==== DATA LINES ====
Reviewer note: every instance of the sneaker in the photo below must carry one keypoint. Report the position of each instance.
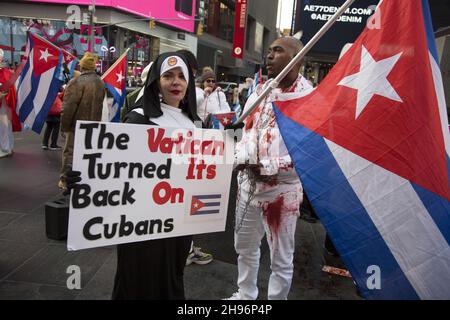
(235, 296)
(198, 257)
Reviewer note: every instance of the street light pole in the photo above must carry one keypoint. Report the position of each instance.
(92, 35)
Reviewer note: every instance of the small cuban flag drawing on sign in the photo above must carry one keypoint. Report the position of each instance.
(205, 204)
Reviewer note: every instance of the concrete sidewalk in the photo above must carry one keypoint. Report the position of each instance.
(34, 267)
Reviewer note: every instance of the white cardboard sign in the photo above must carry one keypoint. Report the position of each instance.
(144, 182)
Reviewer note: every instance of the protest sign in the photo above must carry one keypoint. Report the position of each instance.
(147, 182)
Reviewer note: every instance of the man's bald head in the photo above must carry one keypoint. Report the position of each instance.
(281, 52)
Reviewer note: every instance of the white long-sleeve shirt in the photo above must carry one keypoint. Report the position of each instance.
(215, 102)
(262, 144)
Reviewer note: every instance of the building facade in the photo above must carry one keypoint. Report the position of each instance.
(215, 45)
(115, 30)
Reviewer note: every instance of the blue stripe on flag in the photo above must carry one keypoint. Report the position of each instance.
(429, 30)
(118, 99)
(438, 208)
(353, 232)
(39, 121)
(206, 212)
(209, 196)
(212, 204)
(28, 104)
(24, 72)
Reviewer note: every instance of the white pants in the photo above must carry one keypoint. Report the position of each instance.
(6, 133)
(250, 229)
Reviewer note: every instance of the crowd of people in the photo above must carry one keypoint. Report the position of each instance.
(174, 94)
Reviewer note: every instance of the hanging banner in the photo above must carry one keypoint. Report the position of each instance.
(146, 182)
(240, 20)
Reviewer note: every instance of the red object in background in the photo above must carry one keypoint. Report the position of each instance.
(239, 29)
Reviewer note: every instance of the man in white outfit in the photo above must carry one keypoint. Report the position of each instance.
(270, 191)
(215, 100)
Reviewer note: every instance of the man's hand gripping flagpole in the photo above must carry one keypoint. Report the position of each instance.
(274, 83)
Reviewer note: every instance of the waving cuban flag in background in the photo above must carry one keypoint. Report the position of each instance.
(371, 146)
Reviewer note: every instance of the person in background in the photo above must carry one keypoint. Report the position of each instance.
(196, 255)
(137, 94)
(244, 94)
(269, 189)
(154, 269)
(83, 100)
(53, 124)
(193, 64)
(9, 121)
(214, 99)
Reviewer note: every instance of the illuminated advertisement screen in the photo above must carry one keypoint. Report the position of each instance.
(179, 13)
(313, 14)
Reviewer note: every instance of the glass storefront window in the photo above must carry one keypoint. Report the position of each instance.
(110, 42)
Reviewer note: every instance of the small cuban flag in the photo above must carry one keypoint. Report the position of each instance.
(221, 120)
(115, 81)
(205, 204)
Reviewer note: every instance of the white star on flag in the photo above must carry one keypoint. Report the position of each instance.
(45, 55)
(372, 79)
(120, 77)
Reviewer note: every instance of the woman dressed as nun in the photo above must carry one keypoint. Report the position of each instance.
(154, 269)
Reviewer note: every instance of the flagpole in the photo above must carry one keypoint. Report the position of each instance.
(274, 83)
(115, 63)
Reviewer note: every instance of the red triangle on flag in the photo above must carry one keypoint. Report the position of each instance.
(115, 76)
(196, 205)
(225, 118)
(379, 101)
(67, 57)
(45, 55)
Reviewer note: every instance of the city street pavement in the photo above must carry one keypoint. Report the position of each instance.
(34, 267)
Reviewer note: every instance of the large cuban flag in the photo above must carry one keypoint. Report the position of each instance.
(115, 81)
(371, 146)
(71, 62)
(39, 82)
====
• **STATED EXERCISE**:
Restate the whole listing above exactly, except for its images.

• **COMPLETED TASK**:
Reviewer note: every instance of the sneaker in the photo below must carry one keypoint. Report the position of each instance.
(235, 296)
(198, 257)
Reviewer note: every instance of the street light pole in the photo above must carry one keypoint. Report the position of each instance.
(92, 35)
Reviewer note: every instance of the small cuban flag drawing on sign in the photo above must carry one keypoint. Report the position of each instance.
(205, 204)
Reviewer note: every instance of the concrete sidewalk in the photo above must carry one keypoint. Report the position of each instance.
(34, 267)
Reviewer note: every instance of the white cardboard sign in the photo above must carry one keypoint. Report the position of each instance.
(144, 182)
Reviewer note: every instance of the protest sign in the photo above must carry one keypoint. Report the position of each instance.
(147, 182)
Reviewer note: every instance of the man's bald head in the photo above must carry one keypoint. Report the position of each instance.
(281, 52)
Reviewer note: every instance of the white long-sleeve shirt in the photo above must carry one keypoint. Report the position of each instance.
(215, 102)
(262, 144)
Reviewer note: every instance of the building facade in the photo above must carry one keypoint. Report the position of each instance.
(215, 45)
(115, 30)
Reviewer note: every instance of the blue stripe on flag in the photo above must carry one keypoint. Report the position of each instance.
(429, 30)
(118, 99)
(438, 208)
(353, 232)
(39, 121)
(206, 212)
(209, 196)
(212, 204)
(28, 104)
(24, 72)
Reviewer note: every instance of the white pants in the photo above must carry one keypoint. Report the position of each instance.
(6, 133)
(250, 229)
Reviewer note: every instance of the crowd of people in the photo above must carry one keypoint. Report the position of each instance.
(174, 94)
Reviewer note: every instance of the hanging banner in the photo above must carry one keypoint. Report the position of each instance.
(146, 182)
(240, 20)
Reviewer note: every instance of the red object in background in the photo above must carry one keypoint. Report the position of each instance.
(239, 29)
Reviewer note: every instance of the man in white outfit in the photo above must carry one keypoint. Report the position of each instance.
(270, 191)
(215, 100)
Reviewer note: every instance of the man's hand gripping flagpole in the photo above must carry one keypoint. Report the position of each instance.
(274, 83)
Reviewer note: every instance of the waving cuban flag in background in the photo above must carry one keypoint. Report the position of each instance.
(371, 146)
Reviewer note: every instance of the person in background in the photo above must carry one keypoint. Report the position of each instance.
(196, 255)
(137, 94)
(244, 94)
(269, 189)
(154, 269)
(83, 100)
(53, 124)
(193, 64)
(9, 121)
(214, 99)
Reviewer note: every instance of the illuminated advertisement screen in the photo above must carry one keypoint. Report the position of each instance.
(179, 13)
(313, 14)
Reviewer note: every instance of the glass storefront window in the photo above must carry one keypoint. Report the position of each instance.
(110, 42)
Reviewer note: every instance of the small cuban flag in the photo above must carry one keypoint. Report the position of each instance.
(221, 120)
(115, 81)
(205, 204)
Reviewer note: every instance of the white star on flag in the photo above must carry one keypoint. Report the position of each instance.
(45, 55)
(372, 79)
(120, 77)
Reviewer note: every instance of the woman dressed as nun in the photo above must carry one keypoint. Report the position of each instance.
(154, 269)
Reviewer note: every instance of the flagpole in the photo above must carry one keypoint. Report the position of each instance.
(274, 83)
(115, 63)
Reviewer note: every instance of the red triangle on flag in the photo above must carry one keypoint. Report the position of each instance.
(115, 76)
(196, 205)
(225, 118)
(379, 101)
(67, 57)
(45, 55)
Reviewer note: every instance of the city street pavement in the photo above must carry one keypoint. Report the position of each instance.
(34, 267)
Reviewer note: every instance of the large cuban flag in the photo above must carry one keypoint. Report the position of each instance.
(115, 81)
(371, 146)
(71, 62)
(39, 82)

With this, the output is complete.